▶ Work required
Present the lines of the rows below as a Markdown table with the columns "Number" and "Line," one table row per line, skipping blank lines. Omit the pictures from your answer.
[start Material]
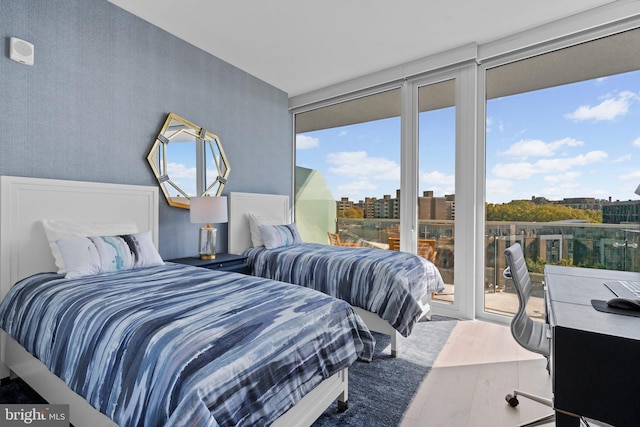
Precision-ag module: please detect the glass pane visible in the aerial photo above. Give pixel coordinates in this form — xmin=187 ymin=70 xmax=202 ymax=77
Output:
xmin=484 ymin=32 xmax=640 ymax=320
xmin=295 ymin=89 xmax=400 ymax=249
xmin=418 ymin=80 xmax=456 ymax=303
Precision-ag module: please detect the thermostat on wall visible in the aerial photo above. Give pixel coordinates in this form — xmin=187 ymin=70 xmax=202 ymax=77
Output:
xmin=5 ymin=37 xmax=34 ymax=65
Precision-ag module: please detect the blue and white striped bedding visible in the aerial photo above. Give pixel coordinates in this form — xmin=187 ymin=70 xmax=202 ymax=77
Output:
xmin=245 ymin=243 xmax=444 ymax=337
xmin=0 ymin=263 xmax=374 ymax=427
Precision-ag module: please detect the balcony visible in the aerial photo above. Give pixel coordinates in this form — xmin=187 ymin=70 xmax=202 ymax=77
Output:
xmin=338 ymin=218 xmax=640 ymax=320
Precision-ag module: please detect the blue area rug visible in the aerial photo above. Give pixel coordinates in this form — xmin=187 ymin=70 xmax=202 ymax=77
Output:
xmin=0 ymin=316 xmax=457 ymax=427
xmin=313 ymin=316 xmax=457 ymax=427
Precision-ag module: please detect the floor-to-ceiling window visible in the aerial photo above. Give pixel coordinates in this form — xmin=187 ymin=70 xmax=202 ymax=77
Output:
[end Material]
▶ Exercise result
| Number | Line |
|---|---|
| 1 | Precision-ag module: please detect the glass pane visible in the aerial photo above. Give pixel coordinates in this form — xmin=187 ymin=70 xmax=202 ymax=77 |
| 2 | Output: |
| 3 | xmin=484 ymin=32 xmax=640 ymax=320 |
| 4 | xmin=295 ymin=89 xmax=400 ymax=249 |
| 5 | xmin=418 ymin=80 xmax=456 ymax=303 |
| 6 | Precision-ag module: please detect the thermostat on wall visible in the aerial photo above. Give pixel coordinates in this form — xmin=187 ymin=70 xmax=202 ymax=77 |
| 7 | Output: |
| 8 | xmin=5 ymin=37 xmax=34 ymax=65 |
| 9 | Precision-ag module: please detect the blue and white striped bedding visible in the aerial photo above. Give pixel coordinates in this form — xmin=187 ymin=70 xmax=202 ymax=77 |
| 10 | Output: |
| 11 | xmin=245 ymin=243 xmax=444 ymax=337 |
| 12 | xmin=0 ymin=263 xmax=374 ymax=427 |
| 13 | Precision-ag module: please detect the balcony visible in the aerial photo above. Give pixel coordinates in this form — xmin=187 ymin=70 xmax=202 ymax=77 |
| 14 | Output: |
| 15 | xmin=338 ymin=218 xmax=640 ymax=320 |
| 16 | Precision-ag module: please detect the blue area rug visible in the aerial photo above. Give pixel coordinates in this form — xmin=187 ymin=70 xmax=202 ymax=77 |
| 17 | Output: |
| 18 | xmin=0 ymin=316 xmax=457 ymax=427 |
| 19 | xmin=313 ymin=316 xmax=457 ymax=427 |
| 20 | Precision-ag module: please detect the floor-to-ceiling window visible in the aerial photo above. Give pixel coordinates in this form — xmin=187 ymin=70 xmax=202 ymax=77 |
| 21 | Output: |